Excerpted passage ▸
····················
Adams Street sees three IPOs in three days in venture portfolio

Adams Street Partners has had three portfolio companies launch IPOs in successive days last week. The firm believes this is the first time since 1995 a venture firm has successful priced three IPOs on successive days. The companies were Paylocity, which priced on Tuesday, Q2, which priced on Wednesday and Borderfree, which priced Thursday. Prior to the IPOs, Adams Street owned 29.6 percent of Paylocity, 36.8 percent of Q2 and 21.7 percent of Borderfree.

Press Release

Adams Street Partners, LLC (“ASP”), a global private equity firm, announced today that three of its portfolio companies launched IPOs in successive days last week. The three companies represent investments made by Adams Street Partners’ direct venture capital and growth equity team.

Adams Street believes this is the first time since 1995 that a venture firm has successfully priced three IPOs on successive days[1]. Paylocity (NASDAQ: PCTY) priced its IPO on Tuesday, Q2 (NYSE: QTWO) priced its IPO on Wednesday and Borderfree (NASDAQ: BRDR) priced its IPO on Thursday. Prior to their IPOs, Adams Street owned 29.6% of Paylocity, 36.8% of Q2, and 21.7% of Borderfree.
····················
Given data ▸
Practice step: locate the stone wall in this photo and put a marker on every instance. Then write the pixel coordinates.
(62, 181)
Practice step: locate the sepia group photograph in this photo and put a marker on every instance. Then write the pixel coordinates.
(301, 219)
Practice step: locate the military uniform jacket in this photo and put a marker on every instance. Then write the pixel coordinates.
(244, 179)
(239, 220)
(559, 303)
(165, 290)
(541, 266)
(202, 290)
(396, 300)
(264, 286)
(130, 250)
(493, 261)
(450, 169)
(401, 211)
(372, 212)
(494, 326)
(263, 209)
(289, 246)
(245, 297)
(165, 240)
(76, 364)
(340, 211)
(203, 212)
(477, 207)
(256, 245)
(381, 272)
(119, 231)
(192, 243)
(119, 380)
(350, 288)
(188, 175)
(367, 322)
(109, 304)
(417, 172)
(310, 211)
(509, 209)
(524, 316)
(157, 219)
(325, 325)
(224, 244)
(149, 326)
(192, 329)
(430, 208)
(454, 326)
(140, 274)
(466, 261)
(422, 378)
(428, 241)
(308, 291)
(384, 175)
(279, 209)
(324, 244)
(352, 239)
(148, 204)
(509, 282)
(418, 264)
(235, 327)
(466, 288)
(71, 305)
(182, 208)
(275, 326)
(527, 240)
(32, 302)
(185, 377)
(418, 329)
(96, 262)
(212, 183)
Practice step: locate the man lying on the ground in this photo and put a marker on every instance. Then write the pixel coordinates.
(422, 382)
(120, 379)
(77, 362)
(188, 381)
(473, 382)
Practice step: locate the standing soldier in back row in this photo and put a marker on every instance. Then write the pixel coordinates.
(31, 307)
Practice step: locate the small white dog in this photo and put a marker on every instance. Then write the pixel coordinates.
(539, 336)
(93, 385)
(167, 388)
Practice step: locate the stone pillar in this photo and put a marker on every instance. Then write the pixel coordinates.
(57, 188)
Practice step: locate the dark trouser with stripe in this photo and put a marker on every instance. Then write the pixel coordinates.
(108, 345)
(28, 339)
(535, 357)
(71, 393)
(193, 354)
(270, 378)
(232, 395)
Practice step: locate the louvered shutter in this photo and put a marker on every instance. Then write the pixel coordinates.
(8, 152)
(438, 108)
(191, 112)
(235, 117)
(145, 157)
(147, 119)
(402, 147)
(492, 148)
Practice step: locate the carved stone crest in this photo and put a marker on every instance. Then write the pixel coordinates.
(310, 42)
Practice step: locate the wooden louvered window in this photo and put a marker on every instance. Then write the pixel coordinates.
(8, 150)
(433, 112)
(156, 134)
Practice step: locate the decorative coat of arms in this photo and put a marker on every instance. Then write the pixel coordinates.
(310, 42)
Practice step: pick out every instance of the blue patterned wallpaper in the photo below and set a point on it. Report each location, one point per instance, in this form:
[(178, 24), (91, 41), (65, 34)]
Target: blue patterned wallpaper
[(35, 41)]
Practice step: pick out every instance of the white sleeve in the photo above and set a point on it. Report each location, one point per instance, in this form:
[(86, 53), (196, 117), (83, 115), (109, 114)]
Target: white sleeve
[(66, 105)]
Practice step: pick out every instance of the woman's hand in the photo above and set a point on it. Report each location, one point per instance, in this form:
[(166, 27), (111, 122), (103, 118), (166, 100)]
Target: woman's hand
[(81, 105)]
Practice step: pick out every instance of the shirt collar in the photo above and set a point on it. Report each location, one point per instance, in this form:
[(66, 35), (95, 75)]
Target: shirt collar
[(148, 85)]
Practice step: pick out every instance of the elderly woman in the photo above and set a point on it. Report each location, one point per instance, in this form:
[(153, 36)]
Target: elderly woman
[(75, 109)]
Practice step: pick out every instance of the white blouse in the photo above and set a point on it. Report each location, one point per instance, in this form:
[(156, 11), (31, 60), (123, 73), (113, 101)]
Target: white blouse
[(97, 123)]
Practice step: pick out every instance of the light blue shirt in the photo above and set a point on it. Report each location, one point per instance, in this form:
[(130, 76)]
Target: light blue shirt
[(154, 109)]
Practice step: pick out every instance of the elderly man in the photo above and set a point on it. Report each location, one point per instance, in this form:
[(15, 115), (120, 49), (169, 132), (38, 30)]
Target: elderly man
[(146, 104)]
····················
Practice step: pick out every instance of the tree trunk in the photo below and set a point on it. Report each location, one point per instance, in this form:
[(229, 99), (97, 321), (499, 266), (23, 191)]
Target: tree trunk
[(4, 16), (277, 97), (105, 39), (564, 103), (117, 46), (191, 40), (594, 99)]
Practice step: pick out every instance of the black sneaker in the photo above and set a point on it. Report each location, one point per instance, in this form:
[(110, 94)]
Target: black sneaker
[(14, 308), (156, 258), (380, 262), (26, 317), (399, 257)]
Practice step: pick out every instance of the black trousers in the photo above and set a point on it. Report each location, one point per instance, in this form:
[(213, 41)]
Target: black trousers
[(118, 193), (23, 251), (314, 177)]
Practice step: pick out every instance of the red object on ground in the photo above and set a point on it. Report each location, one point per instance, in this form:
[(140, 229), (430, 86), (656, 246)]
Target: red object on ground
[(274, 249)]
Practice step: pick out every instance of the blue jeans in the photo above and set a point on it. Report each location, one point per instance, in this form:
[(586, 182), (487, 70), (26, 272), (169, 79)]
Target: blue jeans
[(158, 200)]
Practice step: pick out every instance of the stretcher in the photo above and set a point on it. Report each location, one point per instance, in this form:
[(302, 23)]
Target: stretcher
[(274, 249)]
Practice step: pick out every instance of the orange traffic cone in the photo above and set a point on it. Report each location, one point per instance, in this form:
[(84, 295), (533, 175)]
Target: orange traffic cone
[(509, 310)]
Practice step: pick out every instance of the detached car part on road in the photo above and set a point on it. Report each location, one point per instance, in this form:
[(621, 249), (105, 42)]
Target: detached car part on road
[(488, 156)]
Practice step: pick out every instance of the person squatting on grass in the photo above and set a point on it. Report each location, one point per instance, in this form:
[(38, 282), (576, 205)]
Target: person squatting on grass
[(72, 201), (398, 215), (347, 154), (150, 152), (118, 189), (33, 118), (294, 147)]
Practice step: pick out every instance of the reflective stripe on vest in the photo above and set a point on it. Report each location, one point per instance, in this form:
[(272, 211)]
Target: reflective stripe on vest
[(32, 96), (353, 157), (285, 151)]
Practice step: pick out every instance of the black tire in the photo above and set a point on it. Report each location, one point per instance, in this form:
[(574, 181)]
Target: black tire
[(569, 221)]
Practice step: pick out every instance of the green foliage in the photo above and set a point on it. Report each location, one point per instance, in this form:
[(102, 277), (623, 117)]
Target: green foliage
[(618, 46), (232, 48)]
····················
Exercise brief ▸ From the Adams Street IPO article, please extract the passage that starts with the words containing "Adams Street Partners, LLC" and ends with "21.7% of Borderfree.", copying it word for word.

Your solution ▸
Adams Street Partners, LLC (“ASP”), a global private equity firm, announced today that three of its portfolio companies launched IPOs in successive days last week. The three companies represent investments made by Adams Street Partners’ direct venture capital and growth equity team.

Adams Street believes this is the first time since 1995 that a venture firm has successfully priced three IPOs on successive days[1]. Paylocity (NASDAQ: PCTY) priced its IPO on Tuesday, Q2 (NYSE: QTWO) priced its IPO on Wednesday and Borderfree (NASDAQ: BRDR) priced its IPO on Thursday. Prior to their IPOs, Adams Street owned 29.6% of Paylocity, 36.8% of Q2, and 21.7% of Borderfree.